++++ Article

If DF2 'PARTICIPANT' == DF1 'PARTICIPANT and DF2 'TRIAL' == DF1 'TRIAL',
1. Then calculate math.dist(p, q) where p and q are defined by the ***_FIX_X and ***_FIX_Y values from DF1 and DF2 (the *** stands for PRE or POST based on whether it's DF1 or DF2).
2. Else (i.e. If DF2 'PARTICIPANT' != DF1 'PARTICIPANT' or DF2 'TRIAL' != DF1 'TRIAL'), then move on to the next row in DF2
If result of math.dist(p, q) <= 150, then fill in 'REFIX' column in DF1 (for the row we're on in DF1) with the value of CURRENT_FIX_INDEX in DF2 (for the row that we're on in DF2)
Save DF1 as a new csv file

I'm not sure if I'm correct here, but this is what I have for determining the p and q values for the math.dist(p, q) function:

# Define p and q values for distance calculation
p = [(df1['PRE_FIX_X']), (df1['PRE_FIX_Y'])]
q = [(df2['POST_FIX_X']), (df2['POST_FIX_Y'])]

Based on the example dataframes given, a complete DF1 file would look like this:

IP_INDEX	IP_LABEL	PARTICIPANT	TRIAL	CURRENT_FIX_INDEX	PRE_FIX_X	PRE_FIX_Y	REFIX
1	1st 3 Seconds	a	1	1	550	150	1
1	1st 3 Seconds	a	1	2	600	300	1,2
1	1st 3 Seconds	a	2	1	250	600	1
1	1st 3 Seconds	b	1	1	400	400
1	1st 3 Seconds	b	2	1	600	400	1

Solution

EDITED: Now includes count of REFIXes per trial as requested in comments

Your problem appears quite complex and was a smidge hard to follow but I think this may be what you want?

I don't think iterating through the two df's with nested if statements is the most efficient route but I can't think of a better option right now :)

Part 1: Loading in the data you provided: (You can obviously ignore this bit, but putting it in for easy reproducibility/testing:

import pandas as pd

# Define the data for DF1
data_df1 = {
    'IP_INDEX': [1, 1, 1, 1, 1],
    'IP_LABEL': ['1st 3 Seconds', '1st 3 Seconds', '1st 3 Seconds', '1st 3 Seconds', '1st 3 Seconds'],
    'PARTICIPANT': ['a', 'a', 'a', 'b', 'b'],
    'TRIAL': [1, 1, 2, 1, 2],
    'CURRENT_FIX_INDEX': [1, 2, 1, 1, 1],
    'PRE_FIX_X': [550, 600, 250, 400, 600],
    'PRE_FIX_Y': [150, 300, 600, 400, 400]
}

# Create DF1
df1 = pd.DataFrame(data_df1)

++++++++
++++ Raw records

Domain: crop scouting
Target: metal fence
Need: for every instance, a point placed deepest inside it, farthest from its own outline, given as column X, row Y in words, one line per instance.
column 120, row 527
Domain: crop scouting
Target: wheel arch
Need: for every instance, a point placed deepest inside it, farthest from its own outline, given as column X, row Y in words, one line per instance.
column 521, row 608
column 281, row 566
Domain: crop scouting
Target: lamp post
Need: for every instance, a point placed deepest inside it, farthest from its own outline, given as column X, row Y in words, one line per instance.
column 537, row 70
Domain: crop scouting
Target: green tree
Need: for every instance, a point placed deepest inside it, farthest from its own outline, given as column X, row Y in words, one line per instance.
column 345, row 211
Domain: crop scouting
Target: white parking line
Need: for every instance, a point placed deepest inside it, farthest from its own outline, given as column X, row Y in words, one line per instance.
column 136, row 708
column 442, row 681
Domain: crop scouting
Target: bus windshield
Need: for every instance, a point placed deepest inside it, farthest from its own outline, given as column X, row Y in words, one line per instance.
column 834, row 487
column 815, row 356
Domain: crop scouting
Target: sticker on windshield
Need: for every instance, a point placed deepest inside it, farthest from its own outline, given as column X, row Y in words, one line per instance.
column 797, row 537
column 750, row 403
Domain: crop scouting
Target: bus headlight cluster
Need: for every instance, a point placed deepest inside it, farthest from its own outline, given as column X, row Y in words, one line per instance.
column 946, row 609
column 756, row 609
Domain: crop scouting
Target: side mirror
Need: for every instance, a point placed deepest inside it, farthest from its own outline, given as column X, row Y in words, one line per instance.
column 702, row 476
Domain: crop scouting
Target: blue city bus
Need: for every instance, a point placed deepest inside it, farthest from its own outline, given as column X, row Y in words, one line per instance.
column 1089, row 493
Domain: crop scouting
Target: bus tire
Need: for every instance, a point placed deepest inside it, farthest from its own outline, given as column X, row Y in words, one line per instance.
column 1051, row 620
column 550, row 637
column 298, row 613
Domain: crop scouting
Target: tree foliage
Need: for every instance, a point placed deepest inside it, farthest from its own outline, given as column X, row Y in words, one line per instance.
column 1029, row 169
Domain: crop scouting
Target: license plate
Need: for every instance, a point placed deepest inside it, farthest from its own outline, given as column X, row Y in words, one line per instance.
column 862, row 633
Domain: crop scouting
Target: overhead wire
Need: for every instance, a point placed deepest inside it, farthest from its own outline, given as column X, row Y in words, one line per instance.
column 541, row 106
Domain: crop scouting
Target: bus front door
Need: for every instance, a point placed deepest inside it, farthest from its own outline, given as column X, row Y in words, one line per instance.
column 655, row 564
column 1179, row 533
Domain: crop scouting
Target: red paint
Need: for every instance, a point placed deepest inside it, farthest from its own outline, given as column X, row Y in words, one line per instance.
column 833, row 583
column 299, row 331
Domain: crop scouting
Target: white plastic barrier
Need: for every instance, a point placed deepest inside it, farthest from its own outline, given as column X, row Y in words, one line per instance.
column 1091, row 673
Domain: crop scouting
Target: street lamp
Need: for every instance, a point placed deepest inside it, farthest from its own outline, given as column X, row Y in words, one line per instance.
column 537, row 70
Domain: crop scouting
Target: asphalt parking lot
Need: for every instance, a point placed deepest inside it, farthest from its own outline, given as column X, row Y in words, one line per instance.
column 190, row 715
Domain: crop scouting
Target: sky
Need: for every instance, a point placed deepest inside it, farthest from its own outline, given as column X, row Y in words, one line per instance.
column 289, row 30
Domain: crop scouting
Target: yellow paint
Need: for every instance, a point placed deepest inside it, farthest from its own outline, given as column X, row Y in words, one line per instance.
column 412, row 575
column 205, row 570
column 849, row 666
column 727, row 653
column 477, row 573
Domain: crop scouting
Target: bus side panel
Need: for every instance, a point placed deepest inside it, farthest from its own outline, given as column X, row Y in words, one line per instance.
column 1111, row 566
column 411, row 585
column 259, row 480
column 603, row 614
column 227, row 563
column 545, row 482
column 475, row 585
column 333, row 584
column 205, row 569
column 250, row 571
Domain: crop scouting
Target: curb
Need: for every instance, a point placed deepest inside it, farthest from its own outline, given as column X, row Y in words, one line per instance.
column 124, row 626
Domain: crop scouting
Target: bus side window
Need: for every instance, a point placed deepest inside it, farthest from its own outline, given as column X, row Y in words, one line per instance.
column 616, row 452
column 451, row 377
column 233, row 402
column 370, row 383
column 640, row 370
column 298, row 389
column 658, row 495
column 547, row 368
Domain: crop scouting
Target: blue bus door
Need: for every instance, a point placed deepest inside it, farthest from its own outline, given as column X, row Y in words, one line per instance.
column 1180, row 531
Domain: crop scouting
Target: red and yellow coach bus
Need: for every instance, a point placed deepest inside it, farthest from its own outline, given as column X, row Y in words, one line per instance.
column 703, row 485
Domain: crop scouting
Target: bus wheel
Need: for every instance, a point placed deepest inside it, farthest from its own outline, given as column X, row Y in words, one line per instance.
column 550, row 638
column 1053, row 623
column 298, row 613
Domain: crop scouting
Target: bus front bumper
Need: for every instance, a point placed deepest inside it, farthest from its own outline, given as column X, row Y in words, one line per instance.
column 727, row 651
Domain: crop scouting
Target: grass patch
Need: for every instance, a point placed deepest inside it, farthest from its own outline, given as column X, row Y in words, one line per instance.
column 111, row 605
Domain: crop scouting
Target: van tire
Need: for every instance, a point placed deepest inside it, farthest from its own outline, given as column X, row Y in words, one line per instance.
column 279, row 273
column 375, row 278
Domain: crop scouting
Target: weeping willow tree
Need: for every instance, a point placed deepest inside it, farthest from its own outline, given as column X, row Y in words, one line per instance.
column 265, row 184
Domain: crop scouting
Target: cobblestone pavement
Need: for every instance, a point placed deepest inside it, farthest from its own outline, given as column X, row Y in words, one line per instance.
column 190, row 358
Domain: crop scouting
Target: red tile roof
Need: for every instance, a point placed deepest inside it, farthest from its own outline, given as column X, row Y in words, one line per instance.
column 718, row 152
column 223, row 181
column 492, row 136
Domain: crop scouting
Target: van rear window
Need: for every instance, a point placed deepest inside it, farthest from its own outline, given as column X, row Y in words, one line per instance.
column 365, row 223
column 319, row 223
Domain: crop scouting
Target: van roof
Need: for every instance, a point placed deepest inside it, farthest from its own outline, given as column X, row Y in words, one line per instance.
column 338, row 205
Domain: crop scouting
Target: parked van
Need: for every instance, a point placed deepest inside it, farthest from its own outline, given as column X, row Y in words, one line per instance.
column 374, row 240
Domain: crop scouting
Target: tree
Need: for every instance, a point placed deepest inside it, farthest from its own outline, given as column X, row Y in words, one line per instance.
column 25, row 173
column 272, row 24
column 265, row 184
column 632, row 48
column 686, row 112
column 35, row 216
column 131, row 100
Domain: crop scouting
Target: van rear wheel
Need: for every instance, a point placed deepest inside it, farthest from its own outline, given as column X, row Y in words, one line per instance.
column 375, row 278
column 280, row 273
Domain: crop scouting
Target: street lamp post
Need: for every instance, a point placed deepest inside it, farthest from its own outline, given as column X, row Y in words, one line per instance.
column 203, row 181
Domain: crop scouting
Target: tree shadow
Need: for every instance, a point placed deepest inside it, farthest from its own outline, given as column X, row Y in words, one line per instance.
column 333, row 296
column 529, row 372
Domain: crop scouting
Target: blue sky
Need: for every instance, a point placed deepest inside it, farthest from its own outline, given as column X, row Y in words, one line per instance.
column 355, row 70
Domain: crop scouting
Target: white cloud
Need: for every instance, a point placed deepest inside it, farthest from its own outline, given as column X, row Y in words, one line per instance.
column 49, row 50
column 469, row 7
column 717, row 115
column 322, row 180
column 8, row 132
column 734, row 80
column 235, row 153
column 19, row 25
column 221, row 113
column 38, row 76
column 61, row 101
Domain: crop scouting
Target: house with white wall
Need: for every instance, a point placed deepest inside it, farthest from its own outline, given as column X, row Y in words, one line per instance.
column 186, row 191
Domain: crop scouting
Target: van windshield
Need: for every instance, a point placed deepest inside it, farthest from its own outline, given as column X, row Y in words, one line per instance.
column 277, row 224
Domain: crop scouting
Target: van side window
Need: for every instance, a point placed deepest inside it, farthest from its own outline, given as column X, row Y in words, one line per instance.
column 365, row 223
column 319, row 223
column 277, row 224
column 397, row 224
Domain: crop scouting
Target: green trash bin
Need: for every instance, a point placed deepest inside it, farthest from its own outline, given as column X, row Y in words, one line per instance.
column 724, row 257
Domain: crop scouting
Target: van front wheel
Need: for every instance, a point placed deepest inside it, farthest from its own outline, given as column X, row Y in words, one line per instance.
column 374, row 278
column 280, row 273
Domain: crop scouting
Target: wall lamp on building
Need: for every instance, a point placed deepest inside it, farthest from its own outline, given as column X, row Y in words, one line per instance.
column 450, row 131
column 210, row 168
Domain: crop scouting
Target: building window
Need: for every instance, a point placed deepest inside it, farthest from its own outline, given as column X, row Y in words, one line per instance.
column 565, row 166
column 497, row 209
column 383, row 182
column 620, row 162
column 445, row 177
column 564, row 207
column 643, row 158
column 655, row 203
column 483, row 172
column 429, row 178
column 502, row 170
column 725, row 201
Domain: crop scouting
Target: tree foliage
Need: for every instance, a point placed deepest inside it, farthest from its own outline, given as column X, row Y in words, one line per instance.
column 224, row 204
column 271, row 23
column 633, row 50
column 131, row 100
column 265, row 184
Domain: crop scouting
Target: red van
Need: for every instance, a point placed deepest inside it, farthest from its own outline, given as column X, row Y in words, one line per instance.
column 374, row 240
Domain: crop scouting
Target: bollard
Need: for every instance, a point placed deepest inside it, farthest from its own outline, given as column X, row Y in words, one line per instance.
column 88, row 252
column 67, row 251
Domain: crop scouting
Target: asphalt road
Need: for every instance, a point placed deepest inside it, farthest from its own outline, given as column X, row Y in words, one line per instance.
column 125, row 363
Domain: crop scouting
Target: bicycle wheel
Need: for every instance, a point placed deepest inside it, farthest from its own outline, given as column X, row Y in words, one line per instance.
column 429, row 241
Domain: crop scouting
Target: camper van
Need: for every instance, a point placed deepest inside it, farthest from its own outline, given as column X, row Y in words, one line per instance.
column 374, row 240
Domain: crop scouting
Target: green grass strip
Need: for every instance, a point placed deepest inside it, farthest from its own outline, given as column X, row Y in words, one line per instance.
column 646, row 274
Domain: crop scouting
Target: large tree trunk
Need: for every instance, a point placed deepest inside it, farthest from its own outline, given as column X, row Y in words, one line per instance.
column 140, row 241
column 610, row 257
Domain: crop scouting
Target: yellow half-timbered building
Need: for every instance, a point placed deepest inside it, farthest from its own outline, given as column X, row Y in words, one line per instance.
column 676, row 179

++++++++

Problem description:
Extend the forum thread about filling the REFIX column from fixation distances between two pandas dataframes, picking up right after its last line.

Result for this task:
data_df2 = {
    'IP_INDEX': [2, 2, 2, 2, 2, 2, 2],
    'IP_LABEL': ['2nd 3 Seconds', '2nd 3 Seconds', '2nd 3 Seconds', '2nd 3 Seconds', '2nd 3 Seconds', '2nd 3 Seconds', '2nd 3 Seconds'],
    'PARTICIPANT': ['a', 'a', 'a', 'b', 'b', 'b', 'b'],
    'TRIAL': [1, 1, 2, 1, 1, 2, 2],
    'CURRENT_FIX_INDEX': [1, 2, 1, 1, 2, 1, 2],
    'POST_FIX_X': [500, 650, 300, 250, 450, 550, 350],
    'POST_FIX_Y': [200, 350, 650, 700, 150, 350, 550]
}

# Create DF2
df2 = pd.DataFrame(data_df2)

Part 2: Doing the calculations:

import math

#Create function to calculate distance between coordinates
def calculate_distance(df1_row,df2_row):
    p = (df1_row['PRE_FIX_X'], df1_row['PRE_FIX_Y'])
    q = (df2_row['POST_FIX_X'], df2_row['POST_FIX_Y'])
    return math.dist(p, q)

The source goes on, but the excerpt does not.